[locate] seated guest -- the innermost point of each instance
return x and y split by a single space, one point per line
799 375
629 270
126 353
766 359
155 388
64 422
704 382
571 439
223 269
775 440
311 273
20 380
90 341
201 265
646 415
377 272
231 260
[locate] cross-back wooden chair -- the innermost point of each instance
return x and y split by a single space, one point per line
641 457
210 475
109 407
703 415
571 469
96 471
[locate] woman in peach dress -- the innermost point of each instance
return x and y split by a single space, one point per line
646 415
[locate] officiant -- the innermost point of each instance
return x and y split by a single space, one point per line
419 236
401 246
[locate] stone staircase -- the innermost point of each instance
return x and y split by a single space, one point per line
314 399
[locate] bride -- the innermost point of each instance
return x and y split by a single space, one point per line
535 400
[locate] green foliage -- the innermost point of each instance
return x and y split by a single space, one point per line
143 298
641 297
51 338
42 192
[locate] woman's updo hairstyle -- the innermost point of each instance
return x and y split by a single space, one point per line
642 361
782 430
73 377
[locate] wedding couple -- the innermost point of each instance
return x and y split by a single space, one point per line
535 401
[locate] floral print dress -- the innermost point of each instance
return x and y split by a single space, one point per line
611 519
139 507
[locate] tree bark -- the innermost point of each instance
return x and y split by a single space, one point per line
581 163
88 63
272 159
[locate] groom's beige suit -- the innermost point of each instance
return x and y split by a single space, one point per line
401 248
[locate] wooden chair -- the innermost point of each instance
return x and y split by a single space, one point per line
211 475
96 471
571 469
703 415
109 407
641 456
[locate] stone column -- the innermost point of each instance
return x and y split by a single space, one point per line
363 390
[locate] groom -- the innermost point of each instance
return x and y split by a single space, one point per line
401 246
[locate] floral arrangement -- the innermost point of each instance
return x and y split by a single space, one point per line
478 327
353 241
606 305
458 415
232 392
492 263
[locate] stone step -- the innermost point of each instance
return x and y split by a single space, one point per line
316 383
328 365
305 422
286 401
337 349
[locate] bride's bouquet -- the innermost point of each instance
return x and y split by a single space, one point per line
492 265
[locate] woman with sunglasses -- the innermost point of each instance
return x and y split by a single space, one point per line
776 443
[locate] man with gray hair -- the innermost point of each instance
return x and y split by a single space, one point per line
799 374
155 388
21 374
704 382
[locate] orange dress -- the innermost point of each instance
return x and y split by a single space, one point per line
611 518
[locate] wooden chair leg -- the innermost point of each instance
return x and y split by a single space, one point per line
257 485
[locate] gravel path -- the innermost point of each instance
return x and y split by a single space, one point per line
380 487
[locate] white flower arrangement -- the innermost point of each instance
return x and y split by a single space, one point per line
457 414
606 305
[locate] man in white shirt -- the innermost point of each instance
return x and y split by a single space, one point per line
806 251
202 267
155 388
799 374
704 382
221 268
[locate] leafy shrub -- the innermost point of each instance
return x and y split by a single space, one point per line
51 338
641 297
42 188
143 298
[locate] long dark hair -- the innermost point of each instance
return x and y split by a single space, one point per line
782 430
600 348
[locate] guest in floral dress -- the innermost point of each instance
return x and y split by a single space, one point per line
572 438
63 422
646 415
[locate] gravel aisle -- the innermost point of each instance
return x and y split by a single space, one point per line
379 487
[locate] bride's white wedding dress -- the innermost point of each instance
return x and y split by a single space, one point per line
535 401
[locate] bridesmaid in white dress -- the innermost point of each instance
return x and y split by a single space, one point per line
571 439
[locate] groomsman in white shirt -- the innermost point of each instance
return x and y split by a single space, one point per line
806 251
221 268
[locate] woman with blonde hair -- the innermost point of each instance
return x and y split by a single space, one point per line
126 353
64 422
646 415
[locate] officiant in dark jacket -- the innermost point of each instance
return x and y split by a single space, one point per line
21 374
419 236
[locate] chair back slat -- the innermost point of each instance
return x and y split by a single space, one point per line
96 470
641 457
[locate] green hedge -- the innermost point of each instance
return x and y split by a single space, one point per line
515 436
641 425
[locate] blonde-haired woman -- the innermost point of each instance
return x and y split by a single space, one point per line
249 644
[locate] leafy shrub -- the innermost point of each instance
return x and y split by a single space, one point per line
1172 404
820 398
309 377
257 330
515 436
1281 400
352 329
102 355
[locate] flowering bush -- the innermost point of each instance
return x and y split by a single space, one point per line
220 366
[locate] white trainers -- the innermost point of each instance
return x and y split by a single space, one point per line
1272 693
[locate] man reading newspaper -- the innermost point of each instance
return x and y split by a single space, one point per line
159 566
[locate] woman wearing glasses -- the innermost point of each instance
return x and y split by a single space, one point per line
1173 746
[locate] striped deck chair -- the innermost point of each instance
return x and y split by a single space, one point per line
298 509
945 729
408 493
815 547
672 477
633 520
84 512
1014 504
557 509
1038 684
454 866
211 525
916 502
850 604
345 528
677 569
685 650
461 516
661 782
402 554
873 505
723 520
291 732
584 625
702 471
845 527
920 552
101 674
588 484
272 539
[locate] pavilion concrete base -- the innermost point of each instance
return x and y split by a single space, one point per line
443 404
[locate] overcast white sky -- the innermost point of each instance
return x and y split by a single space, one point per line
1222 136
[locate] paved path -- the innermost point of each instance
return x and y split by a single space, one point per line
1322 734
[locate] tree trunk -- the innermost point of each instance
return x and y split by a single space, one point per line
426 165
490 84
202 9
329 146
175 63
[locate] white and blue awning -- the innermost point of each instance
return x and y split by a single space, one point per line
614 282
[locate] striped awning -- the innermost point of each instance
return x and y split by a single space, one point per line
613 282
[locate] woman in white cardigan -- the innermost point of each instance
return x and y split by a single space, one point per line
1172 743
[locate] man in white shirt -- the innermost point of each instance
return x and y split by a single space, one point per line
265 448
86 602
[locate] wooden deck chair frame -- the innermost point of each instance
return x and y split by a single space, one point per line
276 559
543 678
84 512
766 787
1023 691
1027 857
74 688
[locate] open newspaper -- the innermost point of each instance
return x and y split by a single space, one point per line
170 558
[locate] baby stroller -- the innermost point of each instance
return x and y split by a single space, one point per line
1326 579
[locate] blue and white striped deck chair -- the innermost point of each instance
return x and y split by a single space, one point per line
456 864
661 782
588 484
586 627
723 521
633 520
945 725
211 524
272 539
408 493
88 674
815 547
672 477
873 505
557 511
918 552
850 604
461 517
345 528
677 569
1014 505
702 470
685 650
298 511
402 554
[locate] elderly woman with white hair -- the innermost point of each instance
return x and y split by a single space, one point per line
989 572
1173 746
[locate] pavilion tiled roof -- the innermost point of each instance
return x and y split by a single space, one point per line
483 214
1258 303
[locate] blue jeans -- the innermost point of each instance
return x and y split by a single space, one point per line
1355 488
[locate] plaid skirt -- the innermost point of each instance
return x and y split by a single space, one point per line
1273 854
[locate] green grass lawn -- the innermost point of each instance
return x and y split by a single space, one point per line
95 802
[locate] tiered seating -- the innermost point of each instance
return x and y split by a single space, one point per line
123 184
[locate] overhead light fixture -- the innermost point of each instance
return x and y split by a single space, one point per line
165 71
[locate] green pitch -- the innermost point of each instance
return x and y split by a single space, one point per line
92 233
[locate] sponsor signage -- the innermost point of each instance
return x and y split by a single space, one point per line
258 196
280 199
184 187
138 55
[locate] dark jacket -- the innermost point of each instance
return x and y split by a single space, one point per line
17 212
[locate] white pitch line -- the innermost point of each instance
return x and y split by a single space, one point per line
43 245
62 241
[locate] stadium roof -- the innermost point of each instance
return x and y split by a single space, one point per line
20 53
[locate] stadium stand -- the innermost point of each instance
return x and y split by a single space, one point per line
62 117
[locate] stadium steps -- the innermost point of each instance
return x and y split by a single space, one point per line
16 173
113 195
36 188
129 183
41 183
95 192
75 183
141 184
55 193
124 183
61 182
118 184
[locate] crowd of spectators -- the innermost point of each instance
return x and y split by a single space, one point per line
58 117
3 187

####

• [WHAT THE TASK ASKS]:
Go through the listing above and write out exactly the lines starting with the one holding "[locate] white and" and running through the one holding "[locate] striped awning", ends included, and no others.

• [ANSWER SECTION]:
[locate] white and blue awning -- the innermost point of each instance
return x and y split by a single space, one point per line
614 282
[locate] striped awning -- the innermost point of each instance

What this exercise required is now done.